### REQUIREMENT A
Translate this sentence from the book review into Spanish: "Necessity dictates that there be a compression of data and a distillation of material."

### PASSAGE TO READ
Perhaps realizing the problems with treating so much in so little space, the author offers a way out by promising to focus on principal ideas and issues: “This modest-sized text covers over four hundred years of Canadian history. Necessity dictates that there be a compression of data and a distillation of material. The emphasis here is clearly on presenting the main ideas, illustrated by strong examples, in the most efficient and economical manner.” (p. 4)

But here, too, the author is unable to treat ideas of environmental history either clearly or in a wellrounded manner. In the chapter “Economic Growth and Conservation,” for example, he introduces the “commons,” meaning a place that is not privately-owned, such as Crown land, and distinguishes between continental, national and local interests in these areas. He takes the side of the local, concluding: “As we have seen in numerous examples from this chapter, conservation measures and multipleuse development came most often at the expense of local residents.” (pp. 66-7) In this, he seems too influenced by recent Canadian journal articles that indicate the exclusion of First Nations and lower-class people from provincially or federally administered Crown lands or fisheries. These articles provide a necessary corrective to the earlier assumptions about the progressive nature of the early 20th-century conservation measures. But they do not invalidate what legislators were trying to do, which was to stop the widespread waste of resources and degradation of the environment through unfettered capitalism and local opportunism. This “tragedy of the commons”—where individuals’ hunt for short-term gain undermines the communities’ long-term survival—is underemphasized in this chapter. [1] Missing, too, are examples of where local and wider environmental objectives coincide, ideas expressed by Stan Rowe, [2] an author ignored in this book.

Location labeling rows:
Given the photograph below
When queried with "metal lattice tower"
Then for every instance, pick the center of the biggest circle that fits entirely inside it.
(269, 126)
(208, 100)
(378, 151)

### REQUIREMENT B
Rewrite the location labeling rows above, renaming "metal lattice tower" to "steel pylon" and leaving everything else as it is.

### OUTPUT A
La necesidad exige que haya una compresión de datos y una destilación del material.

### OUTPUT B
Given the photograph below
When queried with "steel pylon"
Then for every instance, pick the center of the biggest circle that fits entirely inside it.
(269, 126)
(208, 100)
(378, 151)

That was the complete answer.